13/12/2016

O DESAFIO DA GESTÃO DE CURSOS DE GRADUAÇÃO

                                                                       Autor: Heleno da Costa Miranda

INTRODUÇÃO

O presente artigo tem por objetivo apresentar sucintamente a visão do autor em relação ao atual estágio do ensino superior e dos desafios à modernização do modelo de gestão a ser adotado pelos coordenadores de curso de graduação com vistas à melhoria da qualidade e da sustentabilidade dos cursos.

A ESCOLA TRADICIONAL

Para avançarmos rumo à modernização nas relações de ensino e aprendizagem, faz-se necessário uma reflexão acerca da escola tradicional no sentido de identificar as fragilidades que vem interferindo na eficácia de suas ações.

-----

INSTRUÇÃO ESCRITA A
Liste todas as linhas do artigo sobre a gestão de cursos de graduação que estão escritas inteiramente em letras maiúsculas.
INSTRUÇÃO ESCRITA B
Traduza para o inglês esta frase do artigo sobre a gestão de cursos de graduação: "Para avançarmos rumo à modernização nas relações de ensino e aprendizagem, faz-se necessário uma reflexão acerca da escola tradicional no sentido de identificar as fragilidades que vem interferindo na eficácia de suas ações."
INSTRUÇÃO ESCRITA C
Dê continuidade ao artigo sobre a gestão de cursos de graduação, começando logo após a última frase apresentada.

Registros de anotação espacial

-----

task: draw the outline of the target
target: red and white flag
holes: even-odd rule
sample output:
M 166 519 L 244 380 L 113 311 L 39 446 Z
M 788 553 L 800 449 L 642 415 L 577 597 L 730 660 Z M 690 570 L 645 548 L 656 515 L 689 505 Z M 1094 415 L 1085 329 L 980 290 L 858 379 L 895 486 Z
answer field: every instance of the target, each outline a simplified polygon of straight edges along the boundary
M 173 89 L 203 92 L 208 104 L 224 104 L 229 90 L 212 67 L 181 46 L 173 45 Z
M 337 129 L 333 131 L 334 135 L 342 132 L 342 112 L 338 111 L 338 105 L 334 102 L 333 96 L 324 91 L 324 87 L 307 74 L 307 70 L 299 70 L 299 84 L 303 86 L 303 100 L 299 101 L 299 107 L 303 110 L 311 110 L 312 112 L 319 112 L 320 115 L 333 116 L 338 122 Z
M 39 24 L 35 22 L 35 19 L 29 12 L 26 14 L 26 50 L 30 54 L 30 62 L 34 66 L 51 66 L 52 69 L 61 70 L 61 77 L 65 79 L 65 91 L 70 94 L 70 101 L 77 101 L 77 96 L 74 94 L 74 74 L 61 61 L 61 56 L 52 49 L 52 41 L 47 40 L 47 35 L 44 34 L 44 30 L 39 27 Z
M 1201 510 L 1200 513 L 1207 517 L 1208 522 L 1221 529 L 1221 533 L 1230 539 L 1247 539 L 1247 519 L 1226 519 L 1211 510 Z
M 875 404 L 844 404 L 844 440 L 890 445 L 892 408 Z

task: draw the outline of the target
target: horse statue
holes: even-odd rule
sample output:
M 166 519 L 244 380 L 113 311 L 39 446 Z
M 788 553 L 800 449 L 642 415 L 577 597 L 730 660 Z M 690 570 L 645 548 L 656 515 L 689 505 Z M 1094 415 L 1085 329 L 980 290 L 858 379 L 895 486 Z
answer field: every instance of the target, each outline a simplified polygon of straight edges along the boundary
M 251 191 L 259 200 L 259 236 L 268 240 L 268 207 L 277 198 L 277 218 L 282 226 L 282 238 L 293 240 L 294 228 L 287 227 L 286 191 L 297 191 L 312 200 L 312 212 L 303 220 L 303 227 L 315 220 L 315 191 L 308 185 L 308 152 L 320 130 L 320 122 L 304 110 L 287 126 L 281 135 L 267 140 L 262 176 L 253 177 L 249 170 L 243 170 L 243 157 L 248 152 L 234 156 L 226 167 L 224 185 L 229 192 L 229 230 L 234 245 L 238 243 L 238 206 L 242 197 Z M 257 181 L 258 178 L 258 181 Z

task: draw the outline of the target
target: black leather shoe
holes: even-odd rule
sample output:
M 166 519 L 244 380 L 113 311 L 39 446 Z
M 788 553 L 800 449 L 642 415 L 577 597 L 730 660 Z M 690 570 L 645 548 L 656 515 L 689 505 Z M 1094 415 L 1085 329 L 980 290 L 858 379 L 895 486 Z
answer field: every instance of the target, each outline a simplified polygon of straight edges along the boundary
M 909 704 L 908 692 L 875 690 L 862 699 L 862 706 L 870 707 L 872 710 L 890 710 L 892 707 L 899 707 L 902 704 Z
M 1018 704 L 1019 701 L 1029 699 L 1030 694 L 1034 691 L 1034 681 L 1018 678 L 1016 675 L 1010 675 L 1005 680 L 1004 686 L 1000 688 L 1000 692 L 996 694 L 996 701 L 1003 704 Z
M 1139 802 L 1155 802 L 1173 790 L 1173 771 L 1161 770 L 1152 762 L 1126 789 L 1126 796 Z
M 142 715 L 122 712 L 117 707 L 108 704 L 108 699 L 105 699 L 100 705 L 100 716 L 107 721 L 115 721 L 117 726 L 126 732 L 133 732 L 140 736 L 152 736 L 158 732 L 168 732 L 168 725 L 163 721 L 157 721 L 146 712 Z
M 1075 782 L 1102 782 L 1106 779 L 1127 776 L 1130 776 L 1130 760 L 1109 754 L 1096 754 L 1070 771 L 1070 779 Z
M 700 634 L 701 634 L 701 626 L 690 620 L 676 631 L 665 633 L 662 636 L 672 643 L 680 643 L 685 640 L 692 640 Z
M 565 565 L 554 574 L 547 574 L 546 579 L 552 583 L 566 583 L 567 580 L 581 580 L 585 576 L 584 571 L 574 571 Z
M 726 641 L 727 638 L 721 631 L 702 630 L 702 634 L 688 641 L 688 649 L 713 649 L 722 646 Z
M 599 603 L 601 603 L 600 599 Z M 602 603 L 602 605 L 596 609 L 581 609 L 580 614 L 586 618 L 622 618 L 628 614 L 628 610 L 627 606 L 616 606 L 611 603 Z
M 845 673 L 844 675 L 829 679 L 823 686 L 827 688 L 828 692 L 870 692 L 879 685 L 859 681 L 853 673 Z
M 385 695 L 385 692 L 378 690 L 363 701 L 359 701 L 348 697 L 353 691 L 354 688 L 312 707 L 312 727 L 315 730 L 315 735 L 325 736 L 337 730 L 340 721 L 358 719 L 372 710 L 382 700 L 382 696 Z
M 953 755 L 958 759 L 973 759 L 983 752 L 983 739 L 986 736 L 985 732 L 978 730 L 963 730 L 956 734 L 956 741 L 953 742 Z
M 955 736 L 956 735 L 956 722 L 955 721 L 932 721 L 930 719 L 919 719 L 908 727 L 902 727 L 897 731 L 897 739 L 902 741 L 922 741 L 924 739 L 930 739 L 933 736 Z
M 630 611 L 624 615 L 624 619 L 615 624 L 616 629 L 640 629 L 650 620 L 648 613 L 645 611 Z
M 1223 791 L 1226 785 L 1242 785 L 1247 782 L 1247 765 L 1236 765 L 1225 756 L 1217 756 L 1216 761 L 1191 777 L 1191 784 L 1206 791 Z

-----

RESPOSTA FINAL A
O DESAFIO DA GESTÃO DE CURSOS DE GRADUAÇÃO
INTRODUÇÃO
A ESCOLA TRADICIONAL

RESPOSTA FINAL B
In order for us to move toward modernization in teaching and learning relationships, it is necessary to reflect on the traditional school so as to identify the weaknesses that have been interfering with the effectiveness of its actions.

RESPOSTA FINAL C
O modelo adotado de transmissão do conhecimento mostrou-se um modelo centralizador e autoritário, no qual todo o “poder” e conhecimento emanava do professor, o qual não podia ser questionado ou confrontado. Essa prática mostrou seus resultados durante décadas, visto que a base da educação familiar obedecia ao mesmo modelo e dessa forma, os alunos não conheciam outra realidade e adaptavam-se plenamente. Outro fator que contribuía para o sucesso dessa prática residia na disparidade cultural entre os professores e uma enorme fração da sociedade ainda não alfabetizada.

Na medida em que essa população eminentemente rural migrou para os centros urbanos buscando novas oportunidades de trabalho e de infraestrutura urbana, instalou-se um irreversível processo de aculturação da sociedade e uma gradativa evolução do nível de escolaridade, e a consequente redução do distanciamento cultural anteriormente vigente.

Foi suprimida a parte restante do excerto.